## What is needed:
Retyping all the entries exactly is the whole task.

## Listed entries:
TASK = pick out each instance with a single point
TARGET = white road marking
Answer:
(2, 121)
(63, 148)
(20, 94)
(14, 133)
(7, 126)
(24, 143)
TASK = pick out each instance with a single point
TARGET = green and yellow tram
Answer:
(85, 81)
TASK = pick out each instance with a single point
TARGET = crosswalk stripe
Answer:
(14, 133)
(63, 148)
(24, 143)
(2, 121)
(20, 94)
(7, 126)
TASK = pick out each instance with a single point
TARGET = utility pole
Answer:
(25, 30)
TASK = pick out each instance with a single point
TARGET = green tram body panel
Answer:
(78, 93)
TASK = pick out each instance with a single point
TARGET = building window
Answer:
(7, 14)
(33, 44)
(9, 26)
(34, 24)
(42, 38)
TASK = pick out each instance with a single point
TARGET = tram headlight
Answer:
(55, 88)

## Task solution:
TASK = pick out each instance with a single point
TARGET = white road marking
Answer:
(2, 121)
(63, 148)
(20, 94)
(14, 133)
(7, 126)
(24, 143)
TASK = pick out each instance with a single point
TARGET = green and yellow tram
Answer:
(85, 81)
TASK = pick out each instance with a single point
TARGET = crosswalk stripe
Answer:
(14, 133)
(63, 148)
(24, 143)
(2, 121)
(20, 94)
(7, 126)
TASK = pick out each instance with a single point
TARGET = utility pole
Answer:
(25, 30)
TASK = pick out each instance with a single point
TARGET = green tram body panel
Answer:
(78, 93)
TASK = pick out each instance with a single point
TARGET = building window
Answer:
(7, 14)
(33, 44)
(9, 26)
(34, 24)
(42, 38)
TASK = pick out each instance with a single point
TARGET = tram headlight
Answer:
(55, 88)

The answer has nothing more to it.